- [DIRECTIONS]:
Retype, word for word, each line between the lines holding "Can you see the man's chin" and "Can you see the short", inclusive, and leave the rest of the data alone.

- [GIVEN RECORDS]:
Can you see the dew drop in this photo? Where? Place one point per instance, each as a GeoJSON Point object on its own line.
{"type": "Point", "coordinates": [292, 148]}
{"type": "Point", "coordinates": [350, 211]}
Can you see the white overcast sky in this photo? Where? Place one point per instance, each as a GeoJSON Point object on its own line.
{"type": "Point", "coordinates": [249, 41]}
---
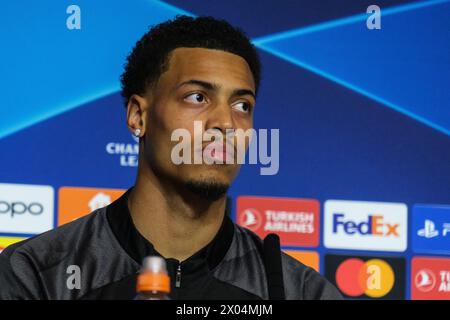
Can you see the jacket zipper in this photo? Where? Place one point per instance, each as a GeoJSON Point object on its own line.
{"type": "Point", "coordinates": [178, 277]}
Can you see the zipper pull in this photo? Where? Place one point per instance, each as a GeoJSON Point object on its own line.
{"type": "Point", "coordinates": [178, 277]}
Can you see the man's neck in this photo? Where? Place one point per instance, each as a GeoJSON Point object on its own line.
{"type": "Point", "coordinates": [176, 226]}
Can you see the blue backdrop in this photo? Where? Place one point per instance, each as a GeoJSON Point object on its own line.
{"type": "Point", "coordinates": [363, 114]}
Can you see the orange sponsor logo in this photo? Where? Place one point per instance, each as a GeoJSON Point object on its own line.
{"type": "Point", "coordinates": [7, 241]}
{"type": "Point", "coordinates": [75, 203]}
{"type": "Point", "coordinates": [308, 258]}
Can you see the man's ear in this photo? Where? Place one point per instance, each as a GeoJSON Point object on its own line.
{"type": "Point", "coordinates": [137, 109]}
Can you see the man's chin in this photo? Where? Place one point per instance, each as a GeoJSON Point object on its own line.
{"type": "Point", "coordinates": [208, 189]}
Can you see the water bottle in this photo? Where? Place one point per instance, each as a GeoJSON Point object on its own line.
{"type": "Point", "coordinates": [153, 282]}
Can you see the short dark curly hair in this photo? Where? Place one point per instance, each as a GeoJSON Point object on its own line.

- [TASK RESULT]:
Can you see the man's chin in this photo? Where? Place one point per instance, each as a GeoJSON Point object on its own line.
{"type": "Point", "coordinates": [208, 189]}
Can you see the water bottle in this photo? Where? Place one point per instance, each as a GeoJSON Point object on its own line.
{"type": "Point", "coordinates": [153, 282]}
Can you see the short dark curly hair in this photo? Where? Place one point per instance, each as a GeoJSON Point object on its own line.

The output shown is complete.